Begin THE INPUT

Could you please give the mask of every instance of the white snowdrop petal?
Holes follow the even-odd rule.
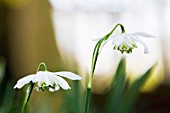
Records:
[[[55,74],[57,74],[61,77],[66,77],[71,80],[81,80],[82,79],[79,75],[74,74],[72,72],[67,72],[67,71],[56,72]]]
[[[99,41],[100,39],[102,39],[103,37],[100,37],[100,38],[96,38],[96,39],[93,39],[92,41]]]
[[[125,39],[125,43],[127,46],[129,46],[130,48],[133,48],[132,42],[130,41],[130,37],[127,36]]]
[[[115,40],[115,41],[113,40],[112,44],[113,44],[113,45],[116,45],[116,46],[119,46],[119,45],[122,44],[124,38],[125,38],[124,35],[122,35],[122,36],[117,36],[117,37],[116,37],[116,40]]]
[[[34,83],[43,81],[43,77],[45,76],[45,73],[43,71],[38,71],[35,75],[35,78],[32,80]]]
[[[17,81],[17,84],[14,86],[14,89],[15,88],[18,88],[18,89],[22,88],[25,84],[28,84],[30,81],[32,81],[34,77],[35,77],[35,74],[31,74],[31,75],[28,75],[26,77],[19,79]]]
[[[133,35],[138,35],[138,36],[142,36],[142,37],[155,37],[149,33],[145,33],[145,32],[136,32],[136,33],[133,33]]]
[[[53,80],[55,81],[56,84],[59,84],[63,89],[68,90],[71,89],[68,83],[61,77],[59,76],[52,76]]]
[[[141,41],[141,40],[139,40],[139,42],[143,45],[143,47],[144,47],[144,54],[148,54],[149,53],[149,49],[148,49],[148,47],[147,47],[147,45],[143,42],[143,41]]]

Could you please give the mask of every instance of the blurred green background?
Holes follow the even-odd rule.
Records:
[[[54,93],[33,91],[28,112],[80,113],[83,111],[88,70],[85,69],[84,71],[84,69],[82,69],[83,66],[81,67],[78,63],[79,60],[76,60],[76,57],[74,57],[74,52],[68,51],[71,55],[67,55],[67,51],[65,51],[64,48],[59,48],[64,44],[62,43],[59,46],[59,42],[56,40],[58,38],[58,32],[54,29],[52,11],[52,6],[48,0],[0,1],[0,113],[20,112],[20,105],[22,104],[26,87],[22,88],[22,90],[14,90],[13,86],[19,78],[35,73],[39,63],[42,61],[46,63],[49,71],[73,71],[80,74],[83,80],[81,83],[68,81],[72,87],[72,89],[68,91],[62,90]],[[59,14],[62,14],[62,12],[59,12]],[[114,13],[113,17],[115,15],[118,14]],[[126,13],[124,13],[124,15],[126,16]],[[113,24],[110,26],[113,26]],[[83,25],[80,25],[78,29],[83,29],[83,27]],[[168,35],[165,35],[164,37],[167,36]],[[62,39],[62,37],[60,38]],[[68,40],[75,41],[72,39]],[[133,112],[131,113],[170,112],[170,60],[167,49],[169,42],[166,40],[160,42],[162,44],[159,45],[162,47],[160,55],[162,59],[157,61],[158,66],[154,69],[152,76],[150,76],[148,82],[140,88],[141,92],[134,103]],[[67,44],[67,42],[65,44]],[[74,44],[71,43],[71,46],[73,45]],[[117,61],[115,61],[116,65],[114,69],[111,69],[111,71],[113,71],[111,72],[111,76],[102,77],[100,73],[96,74],[91,100],[91,113],[104,113],[105,109],[109,106],[110,102],[108,102],[107,97],[110,97],[113,93],[110,89],[112,89],[112,77],[114,73],[116,73],[116,68],[121,58],[119,57],[120,55],[114,56],[114,59]],[[144,59],[141,61],[143,60]],[[147,60],[143,63],[146,64],[149,63],[149,61]],[[149,66],[147,68],[149,68]],[[105,67],[109,68],[109,66]],[[142,73],[145,72],[146,70]],[[110,72],[105,75],[107,74],[110,74]],[[134,73],[128,72],[128,74],[133,75]],[[97,75],[99,75],[99,77],[97,77]],[[136,78],[138,77],[130,77],[127,83],[129,84],[128,86],[130,86]],[[121,108],[119,107],[119,109]]]

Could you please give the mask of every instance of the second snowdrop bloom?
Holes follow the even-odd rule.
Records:
[[[118,36],[111,35],[106,41],[102,43],[101,49],[108,41],[112,41],[114,50],[119,50],[121,53],[131,53],[132,49],[137,48],[137,43],[140,43],[144,47],[144,54],[147,54],[149,53],[149,49],[147,45],[141,40],[142,37],[149,38],[154,36],[144,32],[131,34],[122,33]]]
[[[60,87],[64,90],[71,89],[69,84],[62,77],[71,80],[81,80],[81,77],[79,75],[76,75],[72,72],[38,71],[36,74],[31,74],[18,80],[14,88],[20,89],[25,84],[28,84],[32,81],[33,83],[35,83],[35,89],[37,91],[49,90],[53,92],[59,90]]]

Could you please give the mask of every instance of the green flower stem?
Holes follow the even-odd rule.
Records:
[[[44,67],[44,71],[47,71],[47,67],[46,67],[45,63],[42,62],[42,63],[39,64],[37,72],[40,71],[41,66]],[[26,109],[28,101],[31,97],[31,93],[32,93],[33,88],[34,88],[34,83],[31,81],[27,90],[26,90],[26,94],[25,94],[23,105],[22,105],[21,113],[25,113],[25,109]]]
[[[86,103],[85,103],[85,112],[84,113],[88,113],[89,112],[89,105],[90,105],[90,97],[91,97],[91,88],[92,88],[92,81],[93,81],[93,75],[94,75],[94,71],[95,71],[95,67],[96,67],[96,62],[97,62],[97,58],[99,55],[99,50],[100,50],[100,46],[102,44],[103,41],[106,41],[110,35],[115,31],[115,29],[120,26],[122,33],[125,32],[125,29],[123,27],[122,24],[117,24],[111,32],[109,32],[106,36],[104,36],[102,39],[100,39],[97,44],[95,45],[94,51],[93,51],[93,56],[92,56],[92,64],[91,64],[91,71],[90,71],[90,76],[89,76],[89,81],[87,84],[87,91],[86,91]]]

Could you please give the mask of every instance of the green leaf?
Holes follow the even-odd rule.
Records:
[[[143,74],[138,80],[136,80],[132,86],[126,91],[121,105],[119,106],[119,109],[117,113],[131,113],[131,110],[133,108],[133,105],[135,104],[135,101],[138,97],[138,93],[140,91],[140,88],[143,86],[145,81],[148,79],[148,77],[151,75],[151,71],[155,67],[152,66],[145,74]]]
[[[108,96],[107,113],[117,113],[117,108],[120,106],[121,98],[124,94],[125,84],[126,84],[126,61],[122,58],[116,75],[113,78],[111,93]]]

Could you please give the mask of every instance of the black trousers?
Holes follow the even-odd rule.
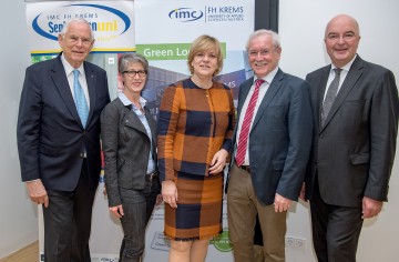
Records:
[[[323,201],[315,182],[310,200],[313,242],[319,262],[356,262],[364,220],[361,206],[340,206]]]
[[[43,206],[44,261],[91,262],[89,239],[96,187],[89,184],[83,161],[74,191],[48,190],[49,206]]]

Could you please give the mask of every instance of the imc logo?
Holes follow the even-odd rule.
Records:
[[[40,13],[32,21],[33,30],[41,37],[58,40],[66,21],[72,18],[85,18],[93,32],[105,36],[123,34],[131,27],[131,20],[122,11],[100,4],[69,4],[62,7],[59,14]],[[72,14],[74,13],[74,14]],[[86,16],[84,16],[88,13]],[[100,19],[100,16],[104,19]]]
[[[168,13],[168,17],[181,22],[191,22],[204,17],[204,12],[193,8],[176,8]]]

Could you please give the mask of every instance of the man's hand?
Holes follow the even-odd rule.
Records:
[[[37,204],[44,204],[44,208],[49,206],[49,196],[47,194],[47,191],[44,189],[43,183],[40,179],[34,181],[28,181],[25,182],[28,193],[32,202]]]
[[[362,199],[362,215],[361,219],[369,219],[379,214],[383,202],[364,196]]]
[[[209,174],[217,174],[223,172],[226,167],[226,160],[228,152],[225,149],[221,149],[215,153],[211,161],[211,168],[208,169]]]
[[[283,195],[276,193],[274,202],[275,212],[278,213],[287,211],[290,208],[290,202],[291,201],[289,199],[286,199]]]
[[[110,211],[119,219],[121,219],[124,215],[122,204],[116,206],[110,206]]]
[[[303,201],[306,202],[306,196],[305,196],[305,194],[306,194],[306,188],[305,188],[305,182],[304,182],[304,183],[303,183],[303,187],[301,187],[301,189],[300,189],[299,199],[301,199]]]

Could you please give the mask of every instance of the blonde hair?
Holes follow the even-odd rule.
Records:
[[[203,34],[194,40],[194,42],[192,43],[191,49],[190,49],[187,64],[188,64],[190,72],[192,74],[194,73],[194,68],[192,66],[192,62],[193,62],[195,56],[197,56],[201,52],[209,51],[209,50],[215,50],[215,54],[217,58],[217,67],[216,67],[215,72],[213,73],[213,75],[216,75],[222,71],[223,53],[222,53],[221,42],[214,37]]]

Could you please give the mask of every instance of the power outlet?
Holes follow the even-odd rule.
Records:
[[[296,236],[286,236],[285,244],[287,248],[306,250],[306,239],[296,238]]]

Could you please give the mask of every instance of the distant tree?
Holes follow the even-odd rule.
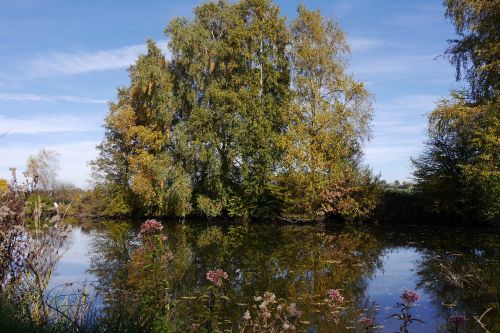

End THE INPUT

Select and copy every line of the data above that contains the word "green". The match is case-sensitive.

Could you please give the mask of every instance of the blurred green background?
Could you please give the mask of every instance of the green flower stem?
Could you please give the mask of every instance of the green leaf?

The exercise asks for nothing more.